• _MATERIAL FOR THIS TASK_:
Segment Open

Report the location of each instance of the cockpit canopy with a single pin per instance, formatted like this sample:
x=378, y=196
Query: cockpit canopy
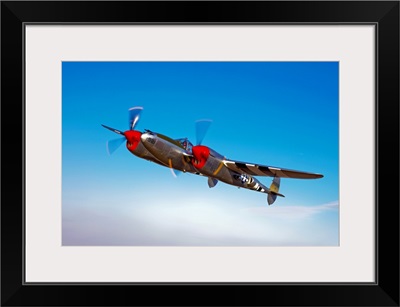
x=186, y=144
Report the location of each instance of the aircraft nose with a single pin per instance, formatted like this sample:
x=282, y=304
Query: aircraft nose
x=148, y=137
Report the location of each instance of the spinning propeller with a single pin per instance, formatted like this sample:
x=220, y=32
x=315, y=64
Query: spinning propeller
x=131, y=136
x=200, y=152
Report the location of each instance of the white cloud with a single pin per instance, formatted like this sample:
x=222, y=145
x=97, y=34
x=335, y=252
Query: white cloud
x=295, y=212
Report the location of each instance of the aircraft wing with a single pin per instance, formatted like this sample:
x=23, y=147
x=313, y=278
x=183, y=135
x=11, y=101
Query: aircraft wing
x=271, y=171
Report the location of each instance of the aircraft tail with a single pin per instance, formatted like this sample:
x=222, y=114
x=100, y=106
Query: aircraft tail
x=274, y=190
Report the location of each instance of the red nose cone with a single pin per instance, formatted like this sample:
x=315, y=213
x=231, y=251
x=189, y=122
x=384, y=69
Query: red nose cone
x=132, y=139
x=200, y=154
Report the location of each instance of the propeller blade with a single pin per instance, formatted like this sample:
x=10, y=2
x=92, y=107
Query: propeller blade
x=202, y=126
x=114, y=144
x=113, y=130
x=134, y=115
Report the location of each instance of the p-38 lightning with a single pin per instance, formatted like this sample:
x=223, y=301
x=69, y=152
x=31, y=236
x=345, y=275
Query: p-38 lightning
x=181, y=155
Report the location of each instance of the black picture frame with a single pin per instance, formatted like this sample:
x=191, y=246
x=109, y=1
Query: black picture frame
x=383, y=14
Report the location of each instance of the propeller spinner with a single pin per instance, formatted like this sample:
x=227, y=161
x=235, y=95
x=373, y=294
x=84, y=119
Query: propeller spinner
x=131, y=136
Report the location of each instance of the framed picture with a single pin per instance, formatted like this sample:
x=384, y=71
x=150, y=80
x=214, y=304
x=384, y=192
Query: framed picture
x=305, y=86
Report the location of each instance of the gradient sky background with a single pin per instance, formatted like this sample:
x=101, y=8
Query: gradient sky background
x=282, y=114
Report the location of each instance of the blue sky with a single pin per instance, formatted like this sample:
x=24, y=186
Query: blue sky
x=281, y=114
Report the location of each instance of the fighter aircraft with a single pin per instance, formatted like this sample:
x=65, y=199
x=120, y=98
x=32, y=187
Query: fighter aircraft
x=181, y=155
x=169, y=150
x=217, y=168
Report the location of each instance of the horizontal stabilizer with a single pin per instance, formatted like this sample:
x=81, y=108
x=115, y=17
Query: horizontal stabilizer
x=274, y=190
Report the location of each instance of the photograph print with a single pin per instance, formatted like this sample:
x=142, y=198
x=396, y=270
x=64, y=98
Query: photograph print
x=200, y=154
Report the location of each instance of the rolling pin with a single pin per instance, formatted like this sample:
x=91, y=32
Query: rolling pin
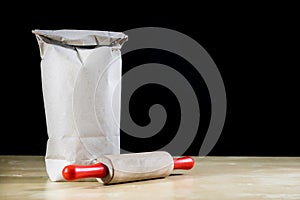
x=121, y=168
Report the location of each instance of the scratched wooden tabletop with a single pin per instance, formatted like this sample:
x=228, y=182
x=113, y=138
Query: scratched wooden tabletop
x=24, y=177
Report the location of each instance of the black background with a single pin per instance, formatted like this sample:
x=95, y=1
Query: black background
x=254, y=52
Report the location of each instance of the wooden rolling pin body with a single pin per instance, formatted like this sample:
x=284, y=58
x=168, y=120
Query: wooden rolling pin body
x=129, y=167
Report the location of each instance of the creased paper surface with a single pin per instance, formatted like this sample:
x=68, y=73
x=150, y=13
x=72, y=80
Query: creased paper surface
x=81, y=82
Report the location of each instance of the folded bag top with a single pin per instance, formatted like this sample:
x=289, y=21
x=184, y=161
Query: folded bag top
x=82, y=37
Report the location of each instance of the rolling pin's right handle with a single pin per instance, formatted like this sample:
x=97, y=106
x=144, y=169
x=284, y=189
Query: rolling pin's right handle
x=185, y=162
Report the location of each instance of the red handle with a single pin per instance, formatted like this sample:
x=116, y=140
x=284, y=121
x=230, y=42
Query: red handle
x=185, y=162
x=73, y=172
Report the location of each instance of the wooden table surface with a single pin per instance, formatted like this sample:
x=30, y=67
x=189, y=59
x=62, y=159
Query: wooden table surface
x=24, y=177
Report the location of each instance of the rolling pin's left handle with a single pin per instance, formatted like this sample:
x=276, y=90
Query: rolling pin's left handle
x=74, y=172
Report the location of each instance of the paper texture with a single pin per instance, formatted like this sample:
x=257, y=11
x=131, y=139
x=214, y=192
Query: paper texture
x=137, y=166
x=81, y=74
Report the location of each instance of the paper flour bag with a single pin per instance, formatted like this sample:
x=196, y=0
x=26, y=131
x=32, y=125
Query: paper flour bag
x=81, y=74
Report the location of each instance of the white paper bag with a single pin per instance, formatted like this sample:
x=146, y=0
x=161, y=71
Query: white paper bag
x=81, y=74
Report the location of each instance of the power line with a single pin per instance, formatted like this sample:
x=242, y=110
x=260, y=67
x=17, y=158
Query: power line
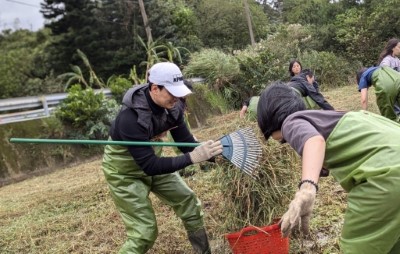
x=23, y=3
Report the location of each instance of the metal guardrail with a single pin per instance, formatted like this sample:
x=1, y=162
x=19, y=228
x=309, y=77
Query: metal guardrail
x=35, y=107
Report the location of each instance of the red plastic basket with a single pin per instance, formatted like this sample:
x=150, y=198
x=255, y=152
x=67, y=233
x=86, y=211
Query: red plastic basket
x=255, y=240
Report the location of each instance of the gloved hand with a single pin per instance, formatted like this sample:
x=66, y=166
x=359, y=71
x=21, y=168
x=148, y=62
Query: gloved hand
x=300, y=210
x=205, y=151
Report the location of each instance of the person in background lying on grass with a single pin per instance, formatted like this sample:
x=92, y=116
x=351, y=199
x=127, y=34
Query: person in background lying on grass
x=250, y=105
x=360, y=149
x=386, y=82
x=303, y=83
x=132, y=172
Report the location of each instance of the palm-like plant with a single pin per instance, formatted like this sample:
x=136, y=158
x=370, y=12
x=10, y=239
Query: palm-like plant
x=76, y=76
x=155, y=52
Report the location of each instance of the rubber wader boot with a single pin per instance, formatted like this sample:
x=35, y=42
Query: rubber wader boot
x=199, y=241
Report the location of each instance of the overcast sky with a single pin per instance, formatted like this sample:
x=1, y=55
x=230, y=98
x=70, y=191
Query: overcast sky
x=21, y=14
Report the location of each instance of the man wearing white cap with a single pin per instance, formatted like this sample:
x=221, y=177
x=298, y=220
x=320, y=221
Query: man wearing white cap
x=132, y=172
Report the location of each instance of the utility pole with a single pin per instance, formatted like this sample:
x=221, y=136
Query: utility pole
x=145, y=21
x=247, y=11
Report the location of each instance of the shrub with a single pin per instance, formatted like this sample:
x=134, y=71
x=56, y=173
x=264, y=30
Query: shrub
x=330, y=70
x=214, y=65
x=86, y=114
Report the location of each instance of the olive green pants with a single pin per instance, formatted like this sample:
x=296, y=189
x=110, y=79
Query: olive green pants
x=131, y=197
x=372, y=220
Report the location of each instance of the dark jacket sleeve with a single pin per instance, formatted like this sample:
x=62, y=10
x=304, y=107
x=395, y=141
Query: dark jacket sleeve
x=127, y=129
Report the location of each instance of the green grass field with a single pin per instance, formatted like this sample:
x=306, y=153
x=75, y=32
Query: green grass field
x=70, y=210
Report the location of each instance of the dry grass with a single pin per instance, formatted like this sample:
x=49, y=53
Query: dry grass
x=70, y=210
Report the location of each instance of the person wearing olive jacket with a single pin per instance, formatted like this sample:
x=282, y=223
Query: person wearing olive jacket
x=360, y=150
x=386, y=82
x=132, y=172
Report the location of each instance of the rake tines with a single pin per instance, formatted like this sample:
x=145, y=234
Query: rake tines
x=243, y=150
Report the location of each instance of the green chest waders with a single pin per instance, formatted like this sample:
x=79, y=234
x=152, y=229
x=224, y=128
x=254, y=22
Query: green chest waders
x=363, y=155
x=130, y=187
x=387, y=90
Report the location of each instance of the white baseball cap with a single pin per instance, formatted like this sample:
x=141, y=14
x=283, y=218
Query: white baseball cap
x=170, y=76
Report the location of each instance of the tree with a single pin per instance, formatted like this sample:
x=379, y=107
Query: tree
x=21, y=65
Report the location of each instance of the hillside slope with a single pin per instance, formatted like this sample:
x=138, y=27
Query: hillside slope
x=70, y=210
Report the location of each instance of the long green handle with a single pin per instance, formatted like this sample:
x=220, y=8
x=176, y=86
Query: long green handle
x=100, y=142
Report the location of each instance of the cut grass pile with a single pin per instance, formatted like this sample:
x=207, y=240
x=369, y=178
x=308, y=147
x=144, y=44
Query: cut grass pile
x=70, y=210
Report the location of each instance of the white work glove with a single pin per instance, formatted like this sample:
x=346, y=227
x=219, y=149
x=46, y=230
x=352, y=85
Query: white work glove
x=205, y=151
x=300, y=210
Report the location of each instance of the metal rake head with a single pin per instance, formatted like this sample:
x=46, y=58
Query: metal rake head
x=243, y=150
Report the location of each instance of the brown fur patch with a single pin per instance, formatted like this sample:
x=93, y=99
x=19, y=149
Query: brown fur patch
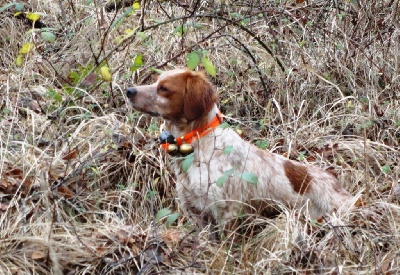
x=298, y=176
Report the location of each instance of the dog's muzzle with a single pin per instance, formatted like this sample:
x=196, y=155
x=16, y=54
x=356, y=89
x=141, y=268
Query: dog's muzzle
x=131, y=92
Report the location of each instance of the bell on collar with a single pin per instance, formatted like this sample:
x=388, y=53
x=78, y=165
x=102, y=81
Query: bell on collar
x=166, y=137
x=172, y=149
x=186, y=148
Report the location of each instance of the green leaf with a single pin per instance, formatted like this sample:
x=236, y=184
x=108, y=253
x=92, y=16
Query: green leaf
x=209, y=66
x=249, y=177
x=224, y=125
x=162, y=213
x=172, y=218
x=193, y=60
x=19, y=6
x=137, y=63
x=228, y=149
x=222, y=179
x=48, y=36
x=187, y=162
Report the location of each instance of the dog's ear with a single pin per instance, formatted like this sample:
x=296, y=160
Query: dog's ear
x=200, y=96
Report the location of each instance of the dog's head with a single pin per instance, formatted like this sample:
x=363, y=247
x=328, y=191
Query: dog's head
x=176, y=95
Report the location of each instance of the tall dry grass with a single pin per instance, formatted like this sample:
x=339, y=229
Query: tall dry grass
x=83, y=181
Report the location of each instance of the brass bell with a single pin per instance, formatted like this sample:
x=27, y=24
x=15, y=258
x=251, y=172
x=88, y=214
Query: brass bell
x=186, y=148
x=172, y=149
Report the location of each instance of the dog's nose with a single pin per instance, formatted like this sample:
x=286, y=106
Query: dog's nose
x=132, y=91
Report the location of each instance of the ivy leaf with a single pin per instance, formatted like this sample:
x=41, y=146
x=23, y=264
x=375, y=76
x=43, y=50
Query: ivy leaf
x=172, y=218
x=192, y=60
x=6, y=6
x=187, y=162
x=137, y=63
x=224, y=125
x=32, y=16
x=209, y=66
x=222, y=179
x=162, y=213
x=26, y=48
x=48, y=36
x=249, y=177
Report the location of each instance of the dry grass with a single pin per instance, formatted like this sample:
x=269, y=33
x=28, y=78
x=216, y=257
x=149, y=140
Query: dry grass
x=81, y=176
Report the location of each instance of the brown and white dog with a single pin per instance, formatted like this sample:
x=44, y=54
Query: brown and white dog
x=228, y=176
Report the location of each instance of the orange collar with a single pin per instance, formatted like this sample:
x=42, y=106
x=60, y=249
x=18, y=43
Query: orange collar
x=188, y=138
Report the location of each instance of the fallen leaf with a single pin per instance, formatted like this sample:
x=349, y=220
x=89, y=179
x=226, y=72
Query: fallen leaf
x=37, y=255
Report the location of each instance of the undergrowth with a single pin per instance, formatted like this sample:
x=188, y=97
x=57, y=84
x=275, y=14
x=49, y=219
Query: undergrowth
x=84, y=187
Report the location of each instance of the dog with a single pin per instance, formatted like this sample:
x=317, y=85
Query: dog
x=220, y=176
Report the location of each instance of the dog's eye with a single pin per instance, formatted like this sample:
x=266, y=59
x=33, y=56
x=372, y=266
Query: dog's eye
x=162, y=88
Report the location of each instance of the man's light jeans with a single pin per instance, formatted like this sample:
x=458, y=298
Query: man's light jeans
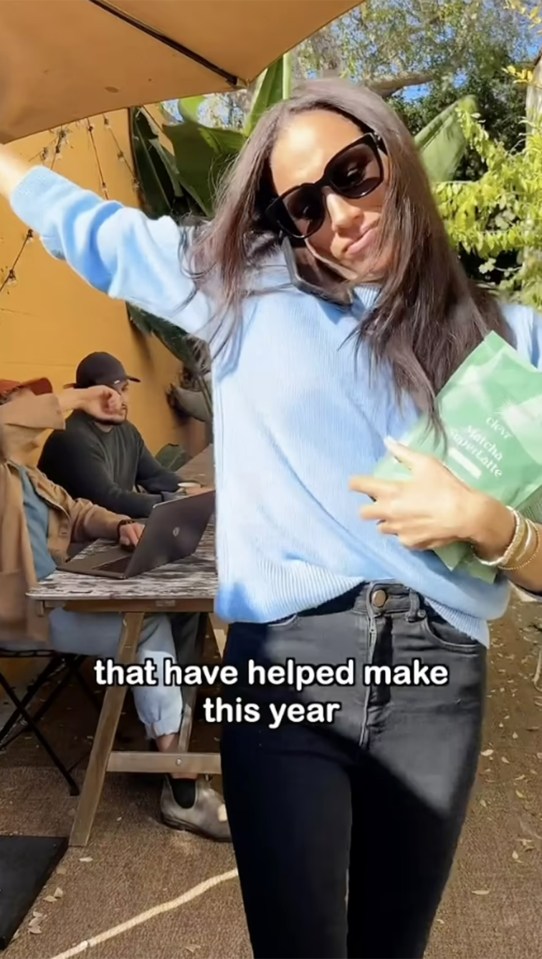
x=97, y=634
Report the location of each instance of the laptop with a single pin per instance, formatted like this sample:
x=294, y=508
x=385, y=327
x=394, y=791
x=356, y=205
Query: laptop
x=172, y=532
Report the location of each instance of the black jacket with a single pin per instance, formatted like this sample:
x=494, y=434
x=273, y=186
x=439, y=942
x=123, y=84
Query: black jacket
x=105, y=468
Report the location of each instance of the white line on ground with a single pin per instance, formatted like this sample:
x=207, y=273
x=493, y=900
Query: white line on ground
x=187, y=896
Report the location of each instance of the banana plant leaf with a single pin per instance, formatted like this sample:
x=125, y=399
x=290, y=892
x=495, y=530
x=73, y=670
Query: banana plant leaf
x=191, y=353
x=155, y=168
x=189, y=107
x=274, y=85
x=202, y=154
x=442, y=144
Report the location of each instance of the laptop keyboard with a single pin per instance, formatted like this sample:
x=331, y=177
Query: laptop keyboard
x=118, y=565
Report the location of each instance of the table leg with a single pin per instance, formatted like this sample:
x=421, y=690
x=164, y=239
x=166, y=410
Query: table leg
x=190, y=692
x=105, y=735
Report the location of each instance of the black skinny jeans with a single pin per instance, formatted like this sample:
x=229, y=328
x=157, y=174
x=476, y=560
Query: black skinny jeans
x=345, y=835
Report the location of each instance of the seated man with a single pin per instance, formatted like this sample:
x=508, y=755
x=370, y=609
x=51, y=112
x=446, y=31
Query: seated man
x=104, y=460
x=38, y=523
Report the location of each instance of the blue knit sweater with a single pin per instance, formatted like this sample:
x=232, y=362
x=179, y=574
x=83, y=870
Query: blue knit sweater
x=294, y=418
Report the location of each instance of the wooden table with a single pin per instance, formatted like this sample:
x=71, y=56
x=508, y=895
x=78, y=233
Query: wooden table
x=187, y=586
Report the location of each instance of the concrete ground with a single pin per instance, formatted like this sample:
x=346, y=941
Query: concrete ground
x=141, y=891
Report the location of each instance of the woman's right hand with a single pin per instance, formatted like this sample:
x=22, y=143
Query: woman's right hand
x=12, y=170
x=97, y=401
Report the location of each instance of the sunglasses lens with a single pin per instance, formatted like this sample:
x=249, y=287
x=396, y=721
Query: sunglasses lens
x=356, y=172
x=304, y=209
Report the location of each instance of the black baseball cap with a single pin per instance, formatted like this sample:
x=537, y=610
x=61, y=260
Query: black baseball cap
x=101, y=369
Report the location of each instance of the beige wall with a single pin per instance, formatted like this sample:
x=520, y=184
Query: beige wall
x=50, y=319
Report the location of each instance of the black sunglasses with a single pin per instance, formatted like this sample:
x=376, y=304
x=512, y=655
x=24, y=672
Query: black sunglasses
x=354, y=172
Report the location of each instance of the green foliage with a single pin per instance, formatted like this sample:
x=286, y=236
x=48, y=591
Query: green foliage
x=442, y=142
x=495, y=223
x=501, y=103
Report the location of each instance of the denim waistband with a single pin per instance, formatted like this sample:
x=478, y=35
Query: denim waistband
x=375, y=599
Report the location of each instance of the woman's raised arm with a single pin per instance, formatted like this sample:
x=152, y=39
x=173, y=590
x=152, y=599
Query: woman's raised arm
x=116, y=249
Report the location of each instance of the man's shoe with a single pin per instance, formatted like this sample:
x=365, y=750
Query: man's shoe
x=207, y=817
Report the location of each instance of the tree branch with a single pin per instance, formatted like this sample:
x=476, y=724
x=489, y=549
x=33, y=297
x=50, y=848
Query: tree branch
x=386, y=86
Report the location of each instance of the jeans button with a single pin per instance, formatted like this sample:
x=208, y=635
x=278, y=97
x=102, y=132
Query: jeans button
x=378, y=598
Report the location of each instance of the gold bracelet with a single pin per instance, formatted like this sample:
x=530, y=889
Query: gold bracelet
x=534, y=529
x=523, y=547
x=512, y=548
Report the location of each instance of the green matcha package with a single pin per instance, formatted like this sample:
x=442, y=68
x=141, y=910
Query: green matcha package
x=491, y=410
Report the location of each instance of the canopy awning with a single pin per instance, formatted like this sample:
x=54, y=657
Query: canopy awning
x=63, y=60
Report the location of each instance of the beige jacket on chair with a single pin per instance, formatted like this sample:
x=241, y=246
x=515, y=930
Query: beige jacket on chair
x=21, y=423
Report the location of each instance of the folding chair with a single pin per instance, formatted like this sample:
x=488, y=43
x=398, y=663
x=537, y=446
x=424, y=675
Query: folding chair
x=64, y=668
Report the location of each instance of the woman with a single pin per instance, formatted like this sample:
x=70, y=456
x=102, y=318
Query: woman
x=335, y=310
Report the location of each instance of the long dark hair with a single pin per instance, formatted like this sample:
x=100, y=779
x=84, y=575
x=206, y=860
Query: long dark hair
x=428, y=316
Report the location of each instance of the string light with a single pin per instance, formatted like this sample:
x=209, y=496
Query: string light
x=48, y=156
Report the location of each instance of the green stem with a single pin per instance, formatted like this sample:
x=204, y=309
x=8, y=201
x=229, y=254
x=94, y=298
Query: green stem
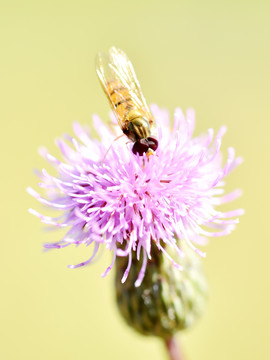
x=173, y=349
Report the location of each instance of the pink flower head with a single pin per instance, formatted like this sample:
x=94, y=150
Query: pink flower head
x=129, y=202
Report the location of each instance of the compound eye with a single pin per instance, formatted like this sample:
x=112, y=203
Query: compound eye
x=140, y=147
x=153, y=143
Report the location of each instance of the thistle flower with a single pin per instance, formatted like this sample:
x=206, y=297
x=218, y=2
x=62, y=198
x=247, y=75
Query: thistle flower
x=130, y=203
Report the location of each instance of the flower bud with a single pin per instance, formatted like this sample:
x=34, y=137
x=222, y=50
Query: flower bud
x=168, y=299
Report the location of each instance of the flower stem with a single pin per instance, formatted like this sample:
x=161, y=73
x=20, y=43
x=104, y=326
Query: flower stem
x=173, y=349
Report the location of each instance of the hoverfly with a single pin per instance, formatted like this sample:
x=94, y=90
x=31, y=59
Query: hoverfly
x=123, y=90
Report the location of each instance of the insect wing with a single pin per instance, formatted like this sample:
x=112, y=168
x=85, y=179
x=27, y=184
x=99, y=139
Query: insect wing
x=126, y=74
x=108, y=77
x=119, y=80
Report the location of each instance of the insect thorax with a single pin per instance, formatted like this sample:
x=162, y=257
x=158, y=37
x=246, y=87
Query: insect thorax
x=137, y=126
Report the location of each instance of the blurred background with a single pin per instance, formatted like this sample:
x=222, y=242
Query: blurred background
x=213, y=56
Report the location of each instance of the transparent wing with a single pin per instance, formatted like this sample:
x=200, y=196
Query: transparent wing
x=120, y=83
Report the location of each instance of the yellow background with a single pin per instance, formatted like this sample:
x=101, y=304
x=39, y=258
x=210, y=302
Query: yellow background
x=211, y=55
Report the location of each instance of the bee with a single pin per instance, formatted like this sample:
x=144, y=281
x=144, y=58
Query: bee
x=123, y=90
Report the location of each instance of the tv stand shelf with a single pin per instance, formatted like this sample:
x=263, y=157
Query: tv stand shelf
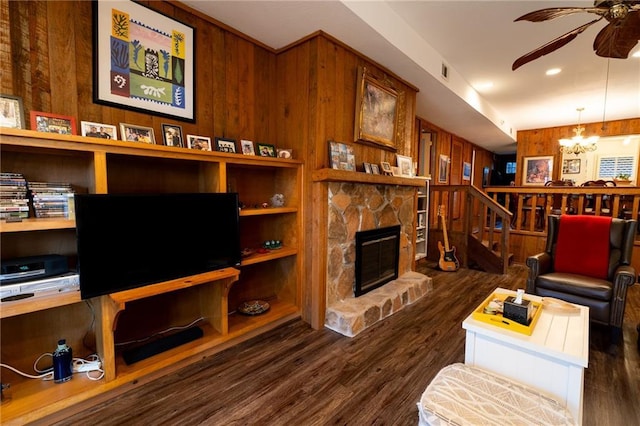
x=99, y=166
x=216, y=286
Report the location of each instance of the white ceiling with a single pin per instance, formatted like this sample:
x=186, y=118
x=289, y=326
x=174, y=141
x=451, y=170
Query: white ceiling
x=478, y=41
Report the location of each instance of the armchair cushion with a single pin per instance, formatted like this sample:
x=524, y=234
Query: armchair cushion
x=575, y=235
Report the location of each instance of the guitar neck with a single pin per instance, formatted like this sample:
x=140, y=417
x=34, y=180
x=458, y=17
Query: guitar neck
x=444, y=233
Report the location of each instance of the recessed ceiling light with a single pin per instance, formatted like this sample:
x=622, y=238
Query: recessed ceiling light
x=483, y=86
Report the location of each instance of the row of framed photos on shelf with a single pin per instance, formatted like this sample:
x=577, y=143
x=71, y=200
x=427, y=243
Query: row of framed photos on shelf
x=341, y=157
x=11, y=115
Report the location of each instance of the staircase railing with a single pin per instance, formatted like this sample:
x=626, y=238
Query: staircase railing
x=472, y=214
x=532, y=205
x=498, y=214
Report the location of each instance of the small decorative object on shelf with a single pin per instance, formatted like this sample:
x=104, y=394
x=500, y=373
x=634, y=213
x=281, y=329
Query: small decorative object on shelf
x=284, y=153
x=246, y=252
x=277, y=200
x=272, y=244
x=53, y=123
x=341, y=156
x=254, y=307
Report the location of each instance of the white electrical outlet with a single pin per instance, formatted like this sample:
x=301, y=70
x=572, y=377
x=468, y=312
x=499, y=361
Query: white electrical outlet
x=80, y=367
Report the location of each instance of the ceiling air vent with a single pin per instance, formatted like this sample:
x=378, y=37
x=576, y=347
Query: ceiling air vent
x=445, y=71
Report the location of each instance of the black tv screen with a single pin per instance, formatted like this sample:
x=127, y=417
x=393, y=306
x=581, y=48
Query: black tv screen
x=128, y=241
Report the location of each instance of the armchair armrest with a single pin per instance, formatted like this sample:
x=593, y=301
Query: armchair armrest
x=538, y=264
x=624, y=277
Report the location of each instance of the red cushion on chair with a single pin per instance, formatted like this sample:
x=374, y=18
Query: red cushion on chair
x=583, y=246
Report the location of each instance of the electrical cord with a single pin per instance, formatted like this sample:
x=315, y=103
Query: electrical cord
x=160, y=333
x=89, y=365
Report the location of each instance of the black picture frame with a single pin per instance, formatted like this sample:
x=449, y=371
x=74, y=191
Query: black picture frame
x=161, y=81
x=225, y=145
x=172, y=135
x=12, y=112
x=266, y=150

Segment Closed

• _WORK REQUIRED_:
In the records above, the line with "Query: flower bud" marks the start and the line with "x=222, y=242" marks the end; copy that stretch exactly, both lines included, and nothing else.

• _PROBLEM SOLUTION_:
Query: flower bud
x=168, y=299
Report the location of each instance of the flower stem with a single pin per instance, formatted like this sample:
x=161, y=73
x=20, y=43
x=104, y=326
Query: flower stem
x=173, y=349
Report the location of each instance of the hoverfly with a single pin per instance, formatted like this sample:
x=94, y=90
x=31, y=59
Query: hoverfly
x=123, y=90
Report the location of each instance of the insect wing with a single pin per instance, formatted like this sample:
x=112, y=168
x=85, y=179
x=27, y=184
x=99, y=139
Query: insect wing
x=126, y=74
x=108, y=77
x=119, y=80
Report the location of each instance of the insect thorax with a single pin per instance, formatted like this sample:
x=162, y=257
x=158, y=37
x=246, y=87
Query: insect thorax
x=137, y=126
Report the location of each instance of the blurred background with a single pin per instance, formatted like this sample:
x=222, y=242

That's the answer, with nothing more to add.